----- Material for this exercise -----
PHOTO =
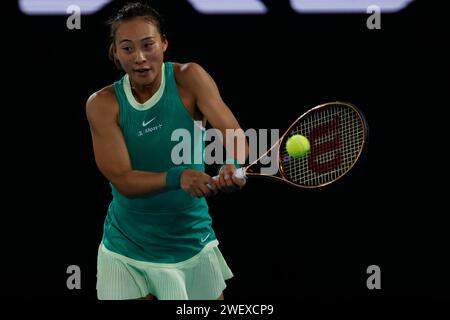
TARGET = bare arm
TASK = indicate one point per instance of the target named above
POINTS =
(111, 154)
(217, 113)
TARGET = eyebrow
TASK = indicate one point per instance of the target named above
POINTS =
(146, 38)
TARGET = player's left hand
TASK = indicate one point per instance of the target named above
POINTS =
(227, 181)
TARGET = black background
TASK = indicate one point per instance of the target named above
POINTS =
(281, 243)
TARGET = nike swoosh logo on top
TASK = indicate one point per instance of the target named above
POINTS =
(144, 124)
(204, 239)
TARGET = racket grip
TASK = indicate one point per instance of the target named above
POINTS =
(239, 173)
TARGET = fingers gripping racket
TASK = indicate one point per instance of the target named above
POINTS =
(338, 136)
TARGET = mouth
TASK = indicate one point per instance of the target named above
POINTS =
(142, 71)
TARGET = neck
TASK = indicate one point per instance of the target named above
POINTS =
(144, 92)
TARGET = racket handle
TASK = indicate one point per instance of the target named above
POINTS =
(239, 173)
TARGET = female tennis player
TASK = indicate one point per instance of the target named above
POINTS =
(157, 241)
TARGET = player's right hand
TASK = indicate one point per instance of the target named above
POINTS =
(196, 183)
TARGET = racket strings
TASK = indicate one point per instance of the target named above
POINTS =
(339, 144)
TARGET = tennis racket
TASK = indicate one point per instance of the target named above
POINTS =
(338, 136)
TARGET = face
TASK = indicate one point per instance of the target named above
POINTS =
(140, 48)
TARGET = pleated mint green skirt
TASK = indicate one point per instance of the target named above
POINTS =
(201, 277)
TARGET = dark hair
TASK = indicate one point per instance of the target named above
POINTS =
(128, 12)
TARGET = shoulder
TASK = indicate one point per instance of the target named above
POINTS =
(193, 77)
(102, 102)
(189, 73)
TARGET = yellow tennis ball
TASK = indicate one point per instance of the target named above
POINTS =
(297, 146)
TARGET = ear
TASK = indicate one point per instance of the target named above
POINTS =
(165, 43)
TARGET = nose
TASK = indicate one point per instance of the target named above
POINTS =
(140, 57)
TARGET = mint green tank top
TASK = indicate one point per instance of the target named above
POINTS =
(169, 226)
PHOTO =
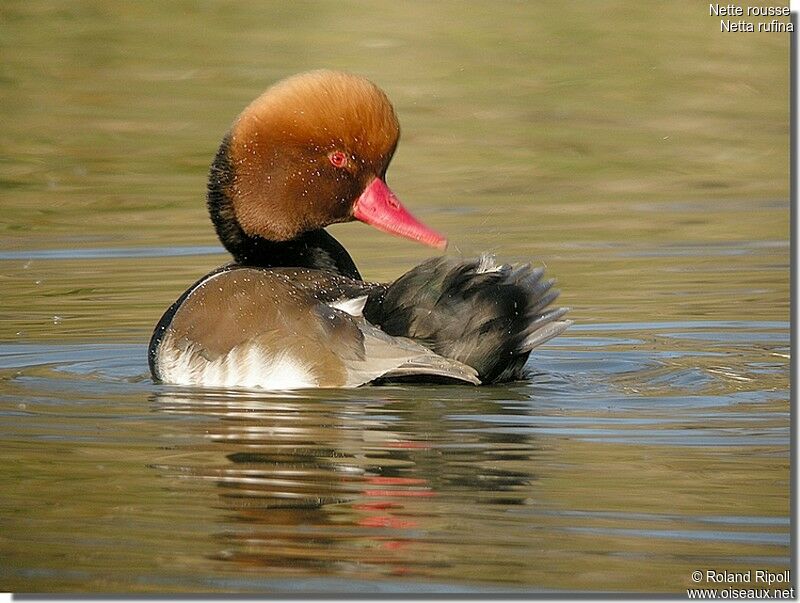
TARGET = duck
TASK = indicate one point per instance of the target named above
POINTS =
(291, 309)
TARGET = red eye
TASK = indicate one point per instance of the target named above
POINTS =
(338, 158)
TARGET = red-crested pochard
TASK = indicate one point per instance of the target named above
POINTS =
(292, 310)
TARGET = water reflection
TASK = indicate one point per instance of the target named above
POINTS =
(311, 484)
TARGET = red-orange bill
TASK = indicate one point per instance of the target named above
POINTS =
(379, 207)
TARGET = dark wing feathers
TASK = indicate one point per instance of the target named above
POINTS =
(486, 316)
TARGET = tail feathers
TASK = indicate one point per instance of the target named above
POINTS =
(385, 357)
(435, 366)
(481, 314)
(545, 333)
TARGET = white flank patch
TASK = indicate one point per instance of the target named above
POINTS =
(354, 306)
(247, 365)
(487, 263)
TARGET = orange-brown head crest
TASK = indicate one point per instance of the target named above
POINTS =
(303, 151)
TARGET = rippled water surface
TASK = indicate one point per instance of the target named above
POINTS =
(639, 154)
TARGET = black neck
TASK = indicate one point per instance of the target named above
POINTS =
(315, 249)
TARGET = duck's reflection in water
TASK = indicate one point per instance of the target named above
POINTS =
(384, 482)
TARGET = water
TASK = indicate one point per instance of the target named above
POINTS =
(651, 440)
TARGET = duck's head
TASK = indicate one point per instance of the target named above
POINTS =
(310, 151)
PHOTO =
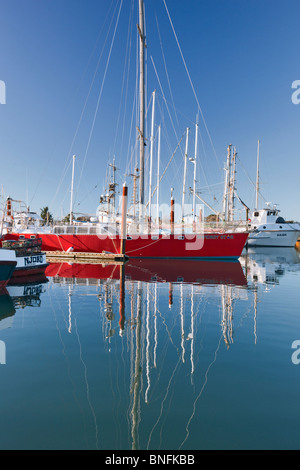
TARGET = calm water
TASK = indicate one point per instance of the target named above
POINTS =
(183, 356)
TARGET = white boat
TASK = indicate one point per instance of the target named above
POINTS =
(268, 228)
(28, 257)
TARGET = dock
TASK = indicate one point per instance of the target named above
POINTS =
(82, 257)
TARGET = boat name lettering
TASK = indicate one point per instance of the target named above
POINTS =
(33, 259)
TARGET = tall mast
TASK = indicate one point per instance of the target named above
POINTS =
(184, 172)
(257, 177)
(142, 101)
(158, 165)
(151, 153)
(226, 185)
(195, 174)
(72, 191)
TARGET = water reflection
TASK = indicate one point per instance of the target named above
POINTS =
-----
Retype the part of the material that opens with the line containing "TARGET = dark wing feathers" and runs through the end of the material, including both ends. Leave the pictures out of your answer.

TARGET = dark wing feathers
TASK = indicate one point per instance of the target named above
POINTS =
(486, 316)
TARGET = tail feathers
TASK = indicate one point per instance of the target named above
POINTS =
(385, 357)
(435, 366)
(481, 314)
(545, 333)
TARGET = white flank patch
TASK = indicate one point per instance of the target named above
POINTS =
(354, 306)
(247, 365)
(487, 263)
TARGET = orange-brown head crest
TASK = indicate one point per instance of the target named above
POINTS =
(303, 151)
TARGET = rippled water surface
TASK = indicate one point per instance of the target named above
POINTS =
(639, 154)
TARGET = black neck
TASK = indicate one point per instance of the target named above
POINTS =
(315, 249)
TARGET = duck's reflection in water
TASK = indicate one point per instance of the target named above
POINTS =
(384, 482)
TARGET = water
TASK = indicate one point per instance of the target named above
POINTS =
(651, 440)
TARGET = duck's head
TASK = indicate one point per instance of the target named above
POINTS =
(310, 151)
PHOTO =
TARGET = calm water
TASK = indicate one point per instance of the target named above
POINTS =
(183, 356)
TARGET = white boat
TASK = indicate one point per instance of the target named above
POINTS =
(268, 228)
(28, 257)
TARGET = dock
TASK = indicate one point per instance of the target named above
POINTS =
(82, 257)
TARGET = boat name lettering
TASK = indicate one point per instance of the target named above
POINTS =
(33, 259)
TARGET = tall mast
TASK = indicate one point per instance of the target named above
POINTS =
(184, 172)
(257, 177)
(142, 101)
(158, 165)
(151, 153)
(226, 185)
(195, 174)
(72, 191)
TARGET = water reflection
TASK = indicate one point per instance of the target named above
POINTS =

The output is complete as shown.